WORK REQUEST » Could you write the next part of the announcement about GSK's completed transaction with Novartis, starting after its final sentence?

Whilst completion of the transaction with Novartis has taken place today, there are certain jurisdictions in which the transfer of relevant assets to or by GSK will only take place following receipt of additional market-specific approvals or other matters relevant to those jurisdictions. The arrangements in relation to these jurisdictions are considered immaterial in the context of the transaction.
Terms defined in GSK's shareholder circular of 20 November 2014 have the same meaning where used in this announcement.
Information regarding forward-looking statements
This announcement includes statements that are, or may be deemed to be, “forward-looking statements”. These forward-looking statements can be identified by the use of forward-looking terminology, including the terms “believes”, “estimates”, “plans”, “projects”, “anticipates”, “expects”, “intends”, “may”, “will”, or “should” or, in each case, their negative or other variations or comparable terminology, or by discussions of strategy, plans, objectives, goals, future events or intentions. These forward-looking statements include all matters that are not historical facts. They appear in a number of places throughout this announcement and include, but are not limited to, statements regarding GSK’s intentions, beliefs or current expectations concerning, among other things, GSK’s business, results of operations, financial position, prospects, growth, strategies and the industry in which it operates as well as those of the Novartis businesses that are the subject of the transaction. By their nature, forward-looking statements involve risk and uncertainty because they relate to future events and circumstances. Forward-looking statements are not guarantees of future performance and the actual results of GSK’s operations and financial position, and the development of the markets and the industry in which GSK operates, may differ materially from those described in, or suggested by, the forward-looking statements contained in this announcement. The same applies in respect of the Novartis Businesses that are the subject of the transaction. In addition, even if the results of operations, financial position and the development of the markets and the industry in which GSK operates are consistent with the forward-looking statements contained in this announcement, those results or developments may not be indicative of results or developments in subsequent periods. A number of factors could cause results and developments to differ materially from those expressed or implied by the forward-looking statements including, without limitation, general economic and business conditions, industry trends, competition, changes in regulation, currency fluctuations, changes in its business strategy, political and economic uncertainty and other factors discussed in this announcement.

SUPPLIED ENTRIES »
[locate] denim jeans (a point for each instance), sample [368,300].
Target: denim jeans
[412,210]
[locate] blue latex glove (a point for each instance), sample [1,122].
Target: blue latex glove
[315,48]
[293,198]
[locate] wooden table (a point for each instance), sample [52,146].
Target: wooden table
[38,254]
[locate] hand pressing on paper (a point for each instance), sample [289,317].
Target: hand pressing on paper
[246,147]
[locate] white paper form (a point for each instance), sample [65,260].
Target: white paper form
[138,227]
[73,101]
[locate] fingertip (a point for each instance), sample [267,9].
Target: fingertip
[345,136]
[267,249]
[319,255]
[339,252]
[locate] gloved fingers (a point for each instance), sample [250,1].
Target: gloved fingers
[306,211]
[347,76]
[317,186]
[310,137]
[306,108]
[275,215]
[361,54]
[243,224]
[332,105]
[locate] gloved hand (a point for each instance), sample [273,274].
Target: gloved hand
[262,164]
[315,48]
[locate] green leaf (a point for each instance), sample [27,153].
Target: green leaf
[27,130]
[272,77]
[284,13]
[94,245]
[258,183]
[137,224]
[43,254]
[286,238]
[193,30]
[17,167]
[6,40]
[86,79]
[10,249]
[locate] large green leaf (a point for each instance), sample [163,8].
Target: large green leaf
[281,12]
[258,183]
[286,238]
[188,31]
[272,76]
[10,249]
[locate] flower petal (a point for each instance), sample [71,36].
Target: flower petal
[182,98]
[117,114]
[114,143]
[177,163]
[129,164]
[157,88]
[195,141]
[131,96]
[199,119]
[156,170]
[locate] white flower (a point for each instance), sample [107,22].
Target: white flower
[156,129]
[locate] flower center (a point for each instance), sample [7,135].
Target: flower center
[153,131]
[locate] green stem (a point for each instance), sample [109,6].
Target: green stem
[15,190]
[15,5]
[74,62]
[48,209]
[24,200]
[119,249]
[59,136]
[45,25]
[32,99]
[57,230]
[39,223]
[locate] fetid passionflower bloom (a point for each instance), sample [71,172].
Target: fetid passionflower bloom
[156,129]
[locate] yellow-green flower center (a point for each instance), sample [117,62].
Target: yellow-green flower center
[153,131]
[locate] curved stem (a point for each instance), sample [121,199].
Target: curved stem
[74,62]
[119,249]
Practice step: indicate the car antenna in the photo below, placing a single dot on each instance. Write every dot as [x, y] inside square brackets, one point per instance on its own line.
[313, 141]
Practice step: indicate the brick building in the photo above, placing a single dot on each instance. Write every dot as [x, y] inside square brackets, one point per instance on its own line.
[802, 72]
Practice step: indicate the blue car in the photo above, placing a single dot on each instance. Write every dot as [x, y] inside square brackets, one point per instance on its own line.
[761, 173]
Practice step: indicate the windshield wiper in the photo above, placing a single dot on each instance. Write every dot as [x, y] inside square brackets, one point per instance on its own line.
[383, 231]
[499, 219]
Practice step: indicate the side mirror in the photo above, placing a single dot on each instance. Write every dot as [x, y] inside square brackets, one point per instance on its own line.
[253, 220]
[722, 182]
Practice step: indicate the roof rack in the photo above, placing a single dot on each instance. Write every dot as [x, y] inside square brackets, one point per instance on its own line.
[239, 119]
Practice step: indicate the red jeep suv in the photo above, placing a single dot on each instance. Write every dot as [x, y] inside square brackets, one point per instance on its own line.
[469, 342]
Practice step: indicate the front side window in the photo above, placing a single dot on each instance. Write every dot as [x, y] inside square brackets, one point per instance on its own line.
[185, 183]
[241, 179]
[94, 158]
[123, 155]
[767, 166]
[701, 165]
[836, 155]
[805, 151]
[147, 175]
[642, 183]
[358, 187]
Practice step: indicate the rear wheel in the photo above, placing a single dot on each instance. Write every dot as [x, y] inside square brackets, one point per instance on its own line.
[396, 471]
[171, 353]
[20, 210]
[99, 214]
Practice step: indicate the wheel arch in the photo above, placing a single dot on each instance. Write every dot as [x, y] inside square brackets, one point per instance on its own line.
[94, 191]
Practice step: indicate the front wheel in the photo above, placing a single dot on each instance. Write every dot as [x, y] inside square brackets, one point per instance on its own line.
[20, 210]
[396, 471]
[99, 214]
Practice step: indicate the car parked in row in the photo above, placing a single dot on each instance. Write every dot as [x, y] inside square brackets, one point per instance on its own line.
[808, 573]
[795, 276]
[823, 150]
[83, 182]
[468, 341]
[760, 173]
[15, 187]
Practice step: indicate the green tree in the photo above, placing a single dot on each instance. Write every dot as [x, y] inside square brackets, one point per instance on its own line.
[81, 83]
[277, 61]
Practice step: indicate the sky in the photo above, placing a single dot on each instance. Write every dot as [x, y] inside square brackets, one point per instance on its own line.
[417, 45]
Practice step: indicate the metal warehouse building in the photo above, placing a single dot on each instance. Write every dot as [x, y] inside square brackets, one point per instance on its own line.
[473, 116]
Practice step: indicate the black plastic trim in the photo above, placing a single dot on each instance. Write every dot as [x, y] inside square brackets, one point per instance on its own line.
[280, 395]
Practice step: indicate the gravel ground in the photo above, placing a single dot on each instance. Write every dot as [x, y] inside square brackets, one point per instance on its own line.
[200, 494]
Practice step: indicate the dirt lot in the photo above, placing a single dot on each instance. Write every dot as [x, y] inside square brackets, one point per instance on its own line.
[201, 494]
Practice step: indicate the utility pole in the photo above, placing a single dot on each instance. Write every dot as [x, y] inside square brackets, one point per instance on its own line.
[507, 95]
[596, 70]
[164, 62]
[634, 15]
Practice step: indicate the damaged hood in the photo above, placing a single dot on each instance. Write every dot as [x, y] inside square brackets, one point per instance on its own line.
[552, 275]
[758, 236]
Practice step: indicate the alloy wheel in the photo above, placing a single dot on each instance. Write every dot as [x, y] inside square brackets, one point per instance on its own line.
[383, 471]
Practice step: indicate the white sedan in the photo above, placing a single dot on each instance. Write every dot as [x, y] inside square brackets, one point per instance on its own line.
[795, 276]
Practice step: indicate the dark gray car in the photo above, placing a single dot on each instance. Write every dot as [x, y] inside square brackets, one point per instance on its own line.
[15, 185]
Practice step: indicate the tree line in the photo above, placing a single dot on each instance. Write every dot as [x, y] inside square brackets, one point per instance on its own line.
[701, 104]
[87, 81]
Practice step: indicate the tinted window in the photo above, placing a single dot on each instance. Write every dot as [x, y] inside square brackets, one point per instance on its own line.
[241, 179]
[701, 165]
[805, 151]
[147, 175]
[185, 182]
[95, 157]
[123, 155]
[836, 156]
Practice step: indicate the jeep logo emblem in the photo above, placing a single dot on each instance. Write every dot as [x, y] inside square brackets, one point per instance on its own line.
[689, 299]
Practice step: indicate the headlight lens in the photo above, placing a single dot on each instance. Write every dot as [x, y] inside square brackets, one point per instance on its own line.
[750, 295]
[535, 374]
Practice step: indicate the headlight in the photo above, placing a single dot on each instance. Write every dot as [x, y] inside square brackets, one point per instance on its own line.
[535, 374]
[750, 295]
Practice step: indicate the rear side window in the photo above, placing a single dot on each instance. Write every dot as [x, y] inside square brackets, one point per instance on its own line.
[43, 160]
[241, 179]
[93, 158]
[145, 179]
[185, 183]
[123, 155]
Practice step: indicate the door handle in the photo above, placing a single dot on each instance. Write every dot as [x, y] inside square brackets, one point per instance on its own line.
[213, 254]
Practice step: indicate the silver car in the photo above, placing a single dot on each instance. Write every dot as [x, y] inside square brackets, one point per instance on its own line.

RESPONSE FOR THIS EXERCISE »
Forward-looking statements may, and often do, differ materially from actual results. Any forward-looking statements in this announcement speak only as of their respective dates, reflect GSK’s current view with respect to future events and are subject to risks relating to future events and other risks, uncertainties and assumptions relating to GSK’s operations, results of operations and growth strategy. You should specifically consider the factors identified in this document, in addition to the risk factors that may affect GSK’s operations which are described under “Risk Factors” in the Company’s 2014 Annual Report on Form 20-F, which could cause actual results to differ before making any decision in relation to the Transaction as well as those of the Novartis businesses that are the subject of the transaction. Subject to the requirements of the FCA, the London Stock Exchange, the Listing Rules and the Disclosure and Transparency Rules (and/or any regulatory requirements) or applicable law, GSK explicitly disclaims any obligation or undertaking publicly to release the result of any revisions to any forward-looking statements in this announcement that may occur due to any change in GSK’s expectations or to reflect events or circumstances after the date of this announcement.